**Aim**
Give back the line where "One point goes on every instance of the distant" appears and all the lines after it until the listing ends, unchanged and with nothing else.

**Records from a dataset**
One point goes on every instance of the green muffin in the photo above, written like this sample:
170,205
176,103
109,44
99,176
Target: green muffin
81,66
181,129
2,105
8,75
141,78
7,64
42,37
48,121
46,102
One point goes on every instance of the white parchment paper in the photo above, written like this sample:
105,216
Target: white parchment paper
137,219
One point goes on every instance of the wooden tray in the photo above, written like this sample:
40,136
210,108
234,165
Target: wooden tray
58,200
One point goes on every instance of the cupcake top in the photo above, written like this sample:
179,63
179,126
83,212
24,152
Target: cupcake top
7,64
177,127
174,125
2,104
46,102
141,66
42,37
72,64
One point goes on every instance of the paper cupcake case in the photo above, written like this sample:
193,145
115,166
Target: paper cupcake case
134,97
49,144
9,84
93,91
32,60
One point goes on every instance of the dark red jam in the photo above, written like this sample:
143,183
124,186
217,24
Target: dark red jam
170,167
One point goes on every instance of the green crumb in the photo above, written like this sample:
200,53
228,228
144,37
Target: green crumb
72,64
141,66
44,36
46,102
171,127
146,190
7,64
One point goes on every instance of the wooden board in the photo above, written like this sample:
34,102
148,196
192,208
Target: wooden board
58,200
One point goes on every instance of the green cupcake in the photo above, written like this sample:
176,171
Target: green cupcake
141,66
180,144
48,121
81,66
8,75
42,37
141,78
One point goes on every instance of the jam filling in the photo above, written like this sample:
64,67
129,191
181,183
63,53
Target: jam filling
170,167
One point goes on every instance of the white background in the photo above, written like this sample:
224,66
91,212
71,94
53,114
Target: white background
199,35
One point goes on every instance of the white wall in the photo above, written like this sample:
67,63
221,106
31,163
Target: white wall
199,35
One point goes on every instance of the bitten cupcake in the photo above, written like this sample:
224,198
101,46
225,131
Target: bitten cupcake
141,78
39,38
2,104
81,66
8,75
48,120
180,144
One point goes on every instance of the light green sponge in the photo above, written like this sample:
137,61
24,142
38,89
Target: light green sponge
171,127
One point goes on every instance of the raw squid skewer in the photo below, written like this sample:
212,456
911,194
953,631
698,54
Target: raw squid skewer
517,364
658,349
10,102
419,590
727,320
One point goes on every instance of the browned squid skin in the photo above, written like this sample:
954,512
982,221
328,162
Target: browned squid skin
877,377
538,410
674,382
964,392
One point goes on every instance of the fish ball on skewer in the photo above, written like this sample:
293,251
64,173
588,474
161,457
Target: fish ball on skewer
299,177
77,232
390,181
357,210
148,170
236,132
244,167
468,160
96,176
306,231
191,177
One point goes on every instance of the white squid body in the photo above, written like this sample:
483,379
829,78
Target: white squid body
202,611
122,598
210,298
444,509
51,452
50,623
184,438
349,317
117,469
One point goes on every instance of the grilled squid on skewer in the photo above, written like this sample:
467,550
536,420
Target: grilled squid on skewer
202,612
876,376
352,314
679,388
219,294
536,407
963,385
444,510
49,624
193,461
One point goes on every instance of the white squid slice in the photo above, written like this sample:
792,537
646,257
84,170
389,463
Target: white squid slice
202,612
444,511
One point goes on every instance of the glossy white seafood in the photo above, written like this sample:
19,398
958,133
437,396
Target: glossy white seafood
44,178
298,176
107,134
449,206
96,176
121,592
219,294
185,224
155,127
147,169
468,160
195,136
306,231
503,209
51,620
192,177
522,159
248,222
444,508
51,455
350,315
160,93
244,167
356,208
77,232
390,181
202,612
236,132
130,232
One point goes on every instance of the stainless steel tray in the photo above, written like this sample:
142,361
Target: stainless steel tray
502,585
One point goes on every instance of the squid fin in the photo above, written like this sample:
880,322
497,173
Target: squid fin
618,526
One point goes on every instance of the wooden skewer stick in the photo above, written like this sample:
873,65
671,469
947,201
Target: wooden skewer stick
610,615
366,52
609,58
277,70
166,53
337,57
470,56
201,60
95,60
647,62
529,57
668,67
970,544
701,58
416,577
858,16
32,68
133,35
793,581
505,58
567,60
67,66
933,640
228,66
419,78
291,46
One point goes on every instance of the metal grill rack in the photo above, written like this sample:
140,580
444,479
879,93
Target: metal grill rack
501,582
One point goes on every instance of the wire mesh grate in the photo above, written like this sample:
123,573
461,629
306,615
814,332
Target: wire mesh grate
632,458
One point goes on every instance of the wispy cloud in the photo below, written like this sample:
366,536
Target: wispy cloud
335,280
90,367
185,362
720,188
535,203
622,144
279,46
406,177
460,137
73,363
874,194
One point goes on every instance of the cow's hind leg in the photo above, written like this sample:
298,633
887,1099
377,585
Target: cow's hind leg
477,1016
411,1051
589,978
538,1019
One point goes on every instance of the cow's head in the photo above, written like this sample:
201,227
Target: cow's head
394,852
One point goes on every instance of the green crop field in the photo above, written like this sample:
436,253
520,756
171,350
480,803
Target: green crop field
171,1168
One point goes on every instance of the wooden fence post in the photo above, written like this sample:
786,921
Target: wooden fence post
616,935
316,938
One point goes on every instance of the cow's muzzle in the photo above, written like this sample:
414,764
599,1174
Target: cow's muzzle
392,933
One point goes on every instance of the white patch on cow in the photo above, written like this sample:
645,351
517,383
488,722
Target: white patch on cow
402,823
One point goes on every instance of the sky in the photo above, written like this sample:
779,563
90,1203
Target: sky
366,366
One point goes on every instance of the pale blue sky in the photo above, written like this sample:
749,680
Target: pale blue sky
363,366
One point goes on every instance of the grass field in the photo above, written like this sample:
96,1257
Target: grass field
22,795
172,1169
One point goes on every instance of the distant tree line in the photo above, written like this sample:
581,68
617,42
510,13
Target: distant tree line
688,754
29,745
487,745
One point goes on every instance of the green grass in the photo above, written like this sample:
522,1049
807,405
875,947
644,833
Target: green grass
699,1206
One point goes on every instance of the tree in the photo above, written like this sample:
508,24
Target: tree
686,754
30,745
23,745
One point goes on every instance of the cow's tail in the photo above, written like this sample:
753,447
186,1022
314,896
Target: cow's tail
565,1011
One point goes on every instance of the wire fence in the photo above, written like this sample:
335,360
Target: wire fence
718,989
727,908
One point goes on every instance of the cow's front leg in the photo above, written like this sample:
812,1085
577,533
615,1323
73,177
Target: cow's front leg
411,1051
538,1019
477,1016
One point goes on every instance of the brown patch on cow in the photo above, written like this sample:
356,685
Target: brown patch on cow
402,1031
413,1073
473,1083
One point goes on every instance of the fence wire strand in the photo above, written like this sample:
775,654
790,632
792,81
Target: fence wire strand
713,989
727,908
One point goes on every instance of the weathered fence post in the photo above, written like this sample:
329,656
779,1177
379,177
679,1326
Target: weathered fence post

**The output**
One point goes on every instance of the distant tree line in the photo above, written like this sample:
581,68
617,42
510,13
Target: distant tree line
688,754
29,745
487,745
One point goes on every instance of the green grass in the photo above, written like this sample:
522,1049
807,405
875,947
644,833
Target: green grass
699,1206
One point goes on every instance of the tree in the photo above, written like this sample:
508,24
Target: tree
686,754
30,745
23,745
One point goes on every instance of the cow's tail in the photo above, written like this sample:
753,447
186,1022
314,896
Target: cow's tail
565,1011
One point goes on every instance of the wire fence in the photo above, written like this sample:
335,360
Target: wire fence
718,989
727,908
One point goes on every instance of the cow's front leg in the photo above, written like this sample:
812,1085
577,533
615,1323
73,177
Target: cow's front leg
411,1051
538,1019
477,1016
One point goes on every instance of the brown patch on cow in the photo above, written like this sample:
356,685
Target: brown patch on cow
402,1031
413,1073
473,1083
One point goes on every instance of the fence wire strand in the photo above, written like this sample:
775,654
790,632
792,81
Target: fence wire strand
713,989
727,908
One point goes on every instance of the weathered fence post in the photo above, written like this sample:
329,656
779,1177
379,177
679,1326
Target: weathered fence post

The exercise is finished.